Requirement: Reproduce each of the following entries verbatim, line by line and without any alteration.
--- Data to use ---
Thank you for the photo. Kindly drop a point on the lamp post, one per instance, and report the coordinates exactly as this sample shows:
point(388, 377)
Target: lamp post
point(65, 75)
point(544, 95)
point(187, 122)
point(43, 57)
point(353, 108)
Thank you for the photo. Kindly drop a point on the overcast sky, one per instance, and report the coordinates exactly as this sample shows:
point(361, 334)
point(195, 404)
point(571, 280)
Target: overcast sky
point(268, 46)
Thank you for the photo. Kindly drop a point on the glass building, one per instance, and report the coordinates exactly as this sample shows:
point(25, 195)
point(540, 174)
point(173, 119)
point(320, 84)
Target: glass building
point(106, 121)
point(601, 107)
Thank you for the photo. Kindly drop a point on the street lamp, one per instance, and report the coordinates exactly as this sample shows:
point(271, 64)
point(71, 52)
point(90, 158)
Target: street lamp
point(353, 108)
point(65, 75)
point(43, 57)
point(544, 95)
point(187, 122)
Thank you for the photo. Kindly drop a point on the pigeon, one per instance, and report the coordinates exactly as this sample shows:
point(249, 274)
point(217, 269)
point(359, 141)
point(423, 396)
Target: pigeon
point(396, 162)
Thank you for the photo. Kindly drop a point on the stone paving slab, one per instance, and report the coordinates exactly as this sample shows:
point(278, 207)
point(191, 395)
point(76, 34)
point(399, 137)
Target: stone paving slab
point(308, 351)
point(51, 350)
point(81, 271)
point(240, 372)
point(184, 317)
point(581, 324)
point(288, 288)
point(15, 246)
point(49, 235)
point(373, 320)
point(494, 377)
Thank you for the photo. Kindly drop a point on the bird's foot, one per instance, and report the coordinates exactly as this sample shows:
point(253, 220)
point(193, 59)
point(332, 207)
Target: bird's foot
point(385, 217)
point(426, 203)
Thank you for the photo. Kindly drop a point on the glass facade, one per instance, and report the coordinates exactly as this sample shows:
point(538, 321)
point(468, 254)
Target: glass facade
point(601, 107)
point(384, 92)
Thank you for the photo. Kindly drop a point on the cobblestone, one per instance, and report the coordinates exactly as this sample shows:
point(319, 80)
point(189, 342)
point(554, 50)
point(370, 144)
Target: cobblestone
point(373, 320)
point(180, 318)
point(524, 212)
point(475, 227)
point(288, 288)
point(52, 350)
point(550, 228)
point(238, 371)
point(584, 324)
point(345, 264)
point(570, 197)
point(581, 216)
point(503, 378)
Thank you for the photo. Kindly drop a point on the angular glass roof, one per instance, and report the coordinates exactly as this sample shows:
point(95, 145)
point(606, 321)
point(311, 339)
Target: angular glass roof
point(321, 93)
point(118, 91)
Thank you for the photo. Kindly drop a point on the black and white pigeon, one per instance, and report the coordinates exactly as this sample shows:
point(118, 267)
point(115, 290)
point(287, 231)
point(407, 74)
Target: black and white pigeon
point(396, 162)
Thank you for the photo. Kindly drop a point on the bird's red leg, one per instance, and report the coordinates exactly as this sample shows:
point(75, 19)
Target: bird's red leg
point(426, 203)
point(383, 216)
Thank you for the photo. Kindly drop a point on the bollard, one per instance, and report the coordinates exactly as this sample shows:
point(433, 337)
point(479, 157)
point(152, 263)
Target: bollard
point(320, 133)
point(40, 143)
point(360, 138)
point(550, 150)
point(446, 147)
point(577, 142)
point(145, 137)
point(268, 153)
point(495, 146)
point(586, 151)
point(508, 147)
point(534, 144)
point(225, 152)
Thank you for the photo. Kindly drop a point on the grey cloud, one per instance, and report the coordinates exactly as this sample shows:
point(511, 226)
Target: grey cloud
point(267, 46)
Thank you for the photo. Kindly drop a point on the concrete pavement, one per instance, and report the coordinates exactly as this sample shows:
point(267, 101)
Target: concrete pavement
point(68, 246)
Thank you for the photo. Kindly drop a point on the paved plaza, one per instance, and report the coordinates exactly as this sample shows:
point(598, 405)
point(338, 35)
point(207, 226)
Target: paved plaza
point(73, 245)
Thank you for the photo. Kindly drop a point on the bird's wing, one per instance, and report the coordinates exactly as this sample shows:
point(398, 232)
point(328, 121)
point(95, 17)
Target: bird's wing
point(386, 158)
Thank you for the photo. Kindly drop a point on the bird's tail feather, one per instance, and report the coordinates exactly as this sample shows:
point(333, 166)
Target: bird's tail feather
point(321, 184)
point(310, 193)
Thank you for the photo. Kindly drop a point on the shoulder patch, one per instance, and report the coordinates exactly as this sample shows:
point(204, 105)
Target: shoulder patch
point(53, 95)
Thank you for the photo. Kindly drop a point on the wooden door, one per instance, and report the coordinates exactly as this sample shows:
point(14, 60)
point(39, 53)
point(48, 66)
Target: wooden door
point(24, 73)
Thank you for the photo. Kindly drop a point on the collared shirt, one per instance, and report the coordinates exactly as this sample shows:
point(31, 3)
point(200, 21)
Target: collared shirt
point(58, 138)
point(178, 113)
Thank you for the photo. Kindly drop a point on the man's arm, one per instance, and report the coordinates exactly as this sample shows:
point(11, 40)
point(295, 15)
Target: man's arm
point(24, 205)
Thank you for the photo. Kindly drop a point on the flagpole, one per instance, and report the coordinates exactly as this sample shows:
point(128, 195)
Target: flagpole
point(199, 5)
---
Answer to this problem:
Thank you for the photo. Kindly drop a point on the lamp post, one per instance, and report the coordinates exactly as this sample shows:
point(388, 377)
Target: lamp post
point(65, 75)
point(544, 95)
point(187, 122)
point(43, 57)
point(353, 108)
Thank you for the photo. Kindly drop a point on the overcast sky, one per instance, and report the coordinates exactly as this sample shows:
point(361, 334)
point(195, 404)
point(571, 280)
Target: overcast sky
point(268, 46)
Thank you for the photo. Kindly drop a point on the glass building, one per instance, and report the coordinates exactly as this sample shows:
point(25, 195)
point(540, 174)
point(173, 119)
point(320, 84)
Target: glass building
point(106, 121)
point(601, 107)
Thank you for the photo. Kindly drop a point on the street lamp, one per instance, and report the coordinates exactly as this sample shows:
point(271, 64)
point(71, 52)
point(90, 158)
Target: street lamp
point(353, 108)
point(65, 75)
point(43, 57)
point(544, 95)
point(187, 122)
Thank you for the photo. Kindly drop a point on the pigeon, one per instance, and report the coordinates exactly as this sample shows:
point(249, 274)
point(217, 269)
point(359, 141)
point(423, 396)
Target: pigeon
point(396, 162)
Thank you for the photo. Kindly drop a point on the stone paving slab, one per instance, and report the coordinates exactly as this sample shows:
point(278, 207)
point(191, 395)
point(76, 34)
point(399, 137)
Target: stone paving slab
point(308, 351)
point(51, 350)
point(81, 271)
point(240, 372)
point(184, 317)
point(581, 324)
point(288, 288)
point(15, 246)
point(49, 235)
point(373, 320)
point(494, 377)
Thank you for the photo. Kindly drop a point on the bird's foot, one per instance, and report the coordinates exactly as this sample shows:
point(253, 220)
point(193, 59)
point(332, 207)
Target: bird's foot
point(385, 217)
point(426, 203)
Thank you for the photo. Kindly drop a point on the glass facade, one per instance, and report the coordinates exactly as this sample shows:
point(538, 321)
point(468, 254)
Target: glass facade
point(601, 107)
point(384, 92)
Thank you for the photo. Kindly drop a point on the cobblestone, one per instance, and report the coordinates exactly as this sample shows:
point(319, 80)
point(189, 342)
point(554, 50)
point(370, 144)
Target: cobblestone
point(373, 320)
point(180, 318)
point(524, 212)
point(475, 227)
point(288, 288)
point(52, 350)
point(550, 228)
point(238, 371)
point(584, 324)
point(345, 264)
point(570, 197)
point(581, 216)
point(503, 378)
Thank you for the photo. Kindly drop a point on the angular glass roof, one per instance, and report the coordinates exactly as this sample shows:
point(95, 145)
point(606, 321)
point(311, 339)
Target: angular glass roof
point(321, 93)
point(118, 91)
Thank you for the photo. Kindly drop a point on the black and white pigeon, one per instance, and report the coordinates exactly as this sample shows:
point(118, 267)
point(115, 290)
point(287, 231)
point(407, 74)
Target: black and white pigeon
point(396, 162)
Thank you for the photo. Kindly drop a point on the bird's red leg, one per instance, and report the coordinates exactly as this sample shows:
point(75, 19)
Target: bird's red leg
point(426, 203)
point(383, 216)
Thank you for the photo. Kindly drop a point on the bollard, one per instance, and report the coordinates exactly as this sample shows:
point(433, 337)
point(479, 157)
point(152, 263)
Target: bollard
point(320, 133)
point(40, 143)
point(360, 138)
point(550, 150)
point(446, 147)
point(577, 142)
point(145, 137)
point(268, 153)
point(495, 146)
point(586, 151)
point(508, 147)
point(534, 144)
point(225, 152)
Thank you for the photo. Kindly drop a point on the grey cloud, one per instance, and report the coordinates exactly as this sample shows:
point(511, 226)
Target: grey cloud
point(267, 46)
Thank you for the photo. Kindly drop a point on the concrete pavement, one per instance, and report the coordinates exactly as this sample shows:
point(267, 101)
Target: concrete pavement
point(68, 246)
Thank you for the photo. Kindly drop a point on the paved plaza, one per instance, and report the coordinates exactly as this sample shows:
point(598, 405)
point(338, 35)
point(207, 226)
Target: paved plaza
point(73, 245)
Thank you for the photo. Kindly drop a point on the bird's wing, one per instance, and report the coordinates exactly as this sample shows:
point(398, 232)
point(328, 121)
point(95, 17)
Target: bird's wing
point(386, 158)
Thank you for the photo. Kindly drop a point on the bird's tail feather, one per instance, and report the coordinates exactly as this sample shows:
point(333, 166)
Target: bird's tail feather
point(321, 184)
point(310, 193)
Thank you for the photo. Kindly drop a point on the shoulder patch, one per instance, and report the coordinates exactly as this sample shows:
point(204, 105)
Target: shoulder patch
point(53, 95)
Thank you for the photo. Kindly drop a point on the wooden door, one per instance, and report the coordinates exactly as this sample shows:
point(14, 60)
point(39, 53)
point(48, 66)
Target: wooden door
point(24, 73)
Thank you for the photo. Kindly drop a point on the collared shirt, one per instance, and report the coordinates exactly as this sample shows:
point(31, 3)
point(200, 21)
Target: collared shirt
point(58, 138)
point(178, 113)
Thank you for the photo. Kindly drop a point on the man's arm, one per instance, and report the coordinates exactly as this sample shows:
point(11, 40)
point(295, 15)
Target: man's arm
point(24, 205)
Thank you for the photo. Kindly drop a point on the flagpole, one per instance, and report the coordinates exactly as this sample shows:
point(128, 195)
Target: flagpole
point(199, 5)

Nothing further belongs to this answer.